#### [RECORDS TO PROCESS]
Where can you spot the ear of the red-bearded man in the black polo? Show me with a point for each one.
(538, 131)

* * *

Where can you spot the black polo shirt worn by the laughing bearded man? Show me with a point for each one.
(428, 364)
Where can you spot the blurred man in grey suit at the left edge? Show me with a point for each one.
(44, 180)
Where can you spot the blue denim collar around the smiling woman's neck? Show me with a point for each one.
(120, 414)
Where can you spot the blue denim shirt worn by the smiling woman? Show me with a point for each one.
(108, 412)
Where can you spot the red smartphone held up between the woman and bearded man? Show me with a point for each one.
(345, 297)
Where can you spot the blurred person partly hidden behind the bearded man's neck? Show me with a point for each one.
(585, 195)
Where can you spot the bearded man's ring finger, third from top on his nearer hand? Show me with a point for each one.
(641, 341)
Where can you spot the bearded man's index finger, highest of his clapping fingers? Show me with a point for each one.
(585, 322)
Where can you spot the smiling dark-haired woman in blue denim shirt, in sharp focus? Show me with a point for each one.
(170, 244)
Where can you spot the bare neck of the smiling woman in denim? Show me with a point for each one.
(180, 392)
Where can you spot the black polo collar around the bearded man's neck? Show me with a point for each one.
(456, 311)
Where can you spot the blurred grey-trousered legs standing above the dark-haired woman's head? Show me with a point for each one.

#### [YOUR ASSIGNMENT]
Above are some lines. Repeat exactly, and only, those from the line that has "Where can you spot the red" through the line that has "Where can you spot the blurred grey-trousered".

#### [YOUR RESPONSE]
Where can you spot the red smartphone held up between the woman and bearded man? Show me with a point for each one.
(345, 297)
Where can you spot the blurred person partly hidden behind the bearded man's neck? Show me with a point for each one.
(585, 195)
Where can you spot the bearded man's ring finger, third from top on his nearer hand? Show me with a point for each one.
(641, 341)
Where can you spot the bearded man's index finger, highest of his clapping fingers? Show me with a point for each one.
(585, 322)
Where can you spot the smiling dark-haired woman in blue denim shirt, in sharp focus? Show me with a point for each one.
(170, 244)
Where can you spot the bare neck of the smiling woman in denim? Show me with a point for each one.
(180, 392)
Where can you spot the black polo collar around the bearded man's neck? Show me with a point for each one.
(456, 311)
Where can you spot the blurred grey-trousered legs standing above the dark-haired woman's head? Show me with a point for each one.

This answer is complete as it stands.